| Extract provided |
################
Our world is mad.  It’s hard to see how mad it is sometimes because we’re all slap bang in the middle of the madness.  The cult of celebrity is now no longer small enough to be considered a cult.  We talk about famous people on a first-name basis to our friends, as though they are part of our social circle. 

We are a mass of contradictions.  For instance, we are more connected in more ways to one another than ever before.  Yet we are disconnected.  We have more time-saving devices than ever, yet less free time than ever.  We are deluged with opportunities other generations never had and yet stifled by this amorphous cloud of possibility.

Taking the inter-connectedness example.  I mean, here I am, writing a blog, detailing all sorts of aspects of my life, to as many people as may stumble across it.  I’m also on Facebook.  I have a mobile phone.  I have several email addresses.  These things empower me and constrict me. 

A good example is Facebook.  A friend said to me over the weekend how sick she was of reading people’s status updates and the like.  They are either boring “Tara is excited about going shopping today” (who gives a fuck?), or they evoke negative feelings by laying the groundwork for comparison to others.  She gave the example of people she’d been to school with who now had babies etc.
################
| Work to do |
1 - Write out the blog post word for word from "A good example" to "had babies etc.".
2 - According to the blog post, what example did the writer's friend give of people whose Facebook updates invite comparison?
################
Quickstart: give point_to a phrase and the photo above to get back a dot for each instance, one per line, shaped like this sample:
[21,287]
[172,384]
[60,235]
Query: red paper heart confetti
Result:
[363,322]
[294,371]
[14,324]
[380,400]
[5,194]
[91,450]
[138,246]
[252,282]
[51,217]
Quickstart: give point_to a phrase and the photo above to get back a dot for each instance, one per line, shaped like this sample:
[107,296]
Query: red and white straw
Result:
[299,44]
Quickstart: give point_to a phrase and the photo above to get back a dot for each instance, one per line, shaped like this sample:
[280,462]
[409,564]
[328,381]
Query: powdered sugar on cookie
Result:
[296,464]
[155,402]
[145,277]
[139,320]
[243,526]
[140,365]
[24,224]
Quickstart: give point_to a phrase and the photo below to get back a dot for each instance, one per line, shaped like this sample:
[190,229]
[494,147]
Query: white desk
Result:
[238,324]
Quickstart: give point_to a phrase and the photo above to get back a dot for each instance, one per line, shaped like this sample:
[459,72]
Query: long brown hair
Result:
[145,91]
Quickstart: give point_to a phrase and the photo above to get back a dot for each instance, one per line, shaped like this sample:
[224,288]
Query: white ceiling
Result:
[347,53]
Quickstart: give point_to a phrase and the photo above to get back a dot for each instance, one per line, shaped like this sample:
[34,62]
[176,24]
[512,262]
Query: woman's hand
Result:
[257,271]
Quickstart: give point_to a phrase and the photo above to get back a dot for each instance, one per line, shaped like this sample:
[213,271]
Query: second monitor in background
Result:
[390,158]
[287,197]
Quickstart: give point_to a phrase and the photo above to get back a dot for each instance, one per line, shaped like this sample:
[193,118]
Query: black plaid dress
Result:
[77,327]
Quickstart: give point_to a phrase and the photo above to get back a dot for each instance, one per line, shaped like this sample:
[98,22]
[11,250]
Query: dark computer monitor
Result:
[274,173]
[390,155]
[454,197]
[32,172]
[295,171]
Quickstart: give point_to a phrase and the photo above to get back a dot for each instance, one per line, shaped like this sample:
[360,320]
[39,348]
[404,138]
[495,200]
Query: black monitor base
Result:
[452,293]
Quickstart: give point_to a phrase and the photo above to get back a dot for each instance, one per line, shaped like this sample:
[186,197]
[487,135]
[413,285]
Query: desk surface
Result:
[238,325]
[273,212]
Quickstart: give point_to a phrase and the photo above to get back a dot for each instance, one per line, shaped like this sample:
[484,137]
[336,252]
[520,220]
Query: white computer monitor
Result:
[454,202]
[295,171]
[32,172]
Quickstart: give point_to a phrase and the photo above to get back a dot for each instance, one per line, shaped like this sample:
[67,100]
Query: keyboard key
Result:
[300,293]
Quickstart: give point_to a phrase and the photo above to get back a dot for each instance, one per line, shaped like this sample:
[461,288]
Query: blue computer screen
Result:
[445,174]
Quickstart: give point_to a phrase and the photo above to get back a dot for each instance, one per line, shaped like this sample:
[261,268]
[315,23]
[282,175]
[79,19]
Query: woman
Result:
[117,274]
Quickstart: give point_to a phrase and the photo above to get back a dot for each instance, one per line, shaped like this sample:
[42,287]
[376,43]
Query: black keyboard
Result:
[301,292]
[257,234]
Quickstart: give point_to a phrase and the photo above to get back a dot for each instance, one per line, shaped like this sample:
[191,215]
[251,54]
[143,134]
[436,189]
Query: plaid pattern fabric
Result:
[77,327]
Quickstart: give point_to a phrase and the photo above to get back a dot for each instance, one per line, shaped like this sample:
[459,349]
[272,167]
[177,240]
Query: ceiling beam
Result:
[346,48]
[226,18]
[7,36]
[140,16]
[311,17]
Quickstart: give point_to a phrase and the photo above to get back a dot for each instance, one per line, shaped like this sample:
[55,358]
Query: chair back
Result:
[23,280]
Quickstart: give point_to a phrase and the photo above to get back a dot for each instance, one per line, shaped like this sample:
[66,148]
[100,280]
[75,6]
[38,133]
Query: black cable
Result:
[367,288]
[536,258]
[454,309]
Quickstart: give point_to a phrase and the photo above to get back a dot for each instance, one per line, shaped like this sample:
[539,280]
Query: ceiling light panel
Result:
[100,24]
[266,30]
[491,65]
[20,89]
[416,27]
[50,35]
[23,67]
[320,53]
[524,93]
################
| The results |
1 -
A good example is Facebook.  A friend said to me over the weekend how sick she was of reading people’s status updates and the like.  They are either boring “Tara is excited about going shopping today” (who gives a fuck?), or they evoke negative feelings by laying the groundwork for comparison to others.  She gave the example of people she’d been to school with who now had babies etc.

2 - People she'd been to school with who now had babies.